**WHAT IS BEING ASKED:** Identify every line in the entries below that contains the string "puppy", and copy each of those lines in full.

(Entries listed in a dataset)
☆ ☆ ☆

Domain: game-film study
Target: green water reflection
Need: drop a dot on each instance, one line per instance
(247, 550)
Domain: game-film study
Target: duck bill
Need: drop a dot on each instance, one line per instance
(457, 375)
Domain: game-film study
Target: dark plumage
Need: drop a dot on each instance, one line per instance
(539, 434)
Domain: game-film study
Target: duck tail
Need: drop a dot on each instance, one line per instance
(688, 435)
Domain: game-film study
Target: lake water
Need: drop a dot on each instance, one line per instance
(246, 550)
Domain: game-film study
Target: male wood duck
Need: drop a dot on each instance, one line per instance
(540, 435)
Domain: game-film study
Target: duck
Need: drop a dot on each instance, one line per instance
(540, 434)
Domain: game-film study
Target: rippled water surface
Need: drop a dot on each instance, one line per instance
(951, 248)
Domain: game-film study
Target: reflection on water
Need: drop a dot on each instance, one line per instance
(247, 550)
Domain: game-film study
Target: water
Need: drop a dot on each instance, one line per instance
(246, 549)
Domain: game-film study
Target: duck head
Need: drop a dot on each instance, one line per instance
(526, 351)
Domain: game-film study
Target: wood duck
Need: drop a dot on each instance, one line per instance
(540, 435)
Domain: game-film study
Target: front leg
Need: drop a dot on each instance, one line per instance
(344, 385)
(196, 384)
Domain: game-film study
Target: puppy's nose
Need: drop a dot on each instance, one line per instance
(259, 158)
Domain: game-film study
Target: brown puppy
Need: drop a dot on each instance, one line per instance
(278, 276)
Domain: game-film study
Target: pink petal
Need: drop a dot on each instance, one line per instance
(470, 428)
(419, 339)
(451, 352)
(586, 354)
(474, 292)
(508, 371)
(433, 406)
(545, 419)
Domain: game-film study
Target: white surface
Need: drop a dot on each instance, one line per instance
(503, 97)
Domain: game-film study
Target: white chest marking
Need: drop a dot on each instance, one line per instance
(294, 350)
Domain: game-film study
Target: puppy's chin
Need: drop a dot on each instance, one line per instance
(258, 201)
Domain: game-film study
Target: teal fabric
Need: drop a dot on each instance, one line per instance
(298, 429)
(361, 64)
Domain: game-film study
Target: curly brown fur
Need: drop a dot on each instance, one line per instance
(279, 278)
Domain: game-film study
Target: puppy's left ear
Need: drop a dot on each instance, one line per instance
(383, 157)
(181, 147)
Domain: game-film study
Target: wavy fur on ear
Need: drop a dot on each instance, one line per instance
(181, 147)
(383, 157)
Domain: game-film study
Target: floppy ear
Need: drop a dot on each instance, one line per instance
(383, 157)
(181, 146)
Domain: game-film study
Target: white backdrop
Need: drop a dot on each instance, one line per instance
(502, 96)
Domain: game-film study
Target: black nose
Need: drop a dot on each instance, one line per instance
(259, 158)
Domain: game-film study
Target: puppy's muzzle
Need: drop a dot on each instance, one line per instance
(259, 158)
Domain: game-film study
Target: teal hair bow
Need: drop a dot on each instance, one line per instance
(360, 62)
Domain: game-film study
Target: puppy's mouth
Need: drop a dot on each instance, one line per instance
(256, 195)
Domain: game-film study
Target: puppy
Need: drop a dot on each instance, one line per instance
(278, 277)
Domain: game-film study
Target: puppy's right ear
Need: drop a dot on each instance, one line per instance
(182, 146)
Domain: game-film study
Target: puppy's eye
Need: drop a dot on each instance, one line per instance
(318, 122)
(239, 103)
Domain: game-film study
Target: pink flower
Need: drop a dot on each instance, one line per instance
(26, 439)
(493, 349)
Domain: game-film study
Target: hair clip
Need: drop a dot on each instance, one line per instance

☆ ☆ ☆

**WRITTEN REPLY:**
Target: puppy's nose
Target: brown puppy
Target: puppy's chin
Target: puppy's left ear
Target: puppy's muzzle
Target: puppy's mouth
Target: puppy
Target: puppy's right ear
Target: puppy's eye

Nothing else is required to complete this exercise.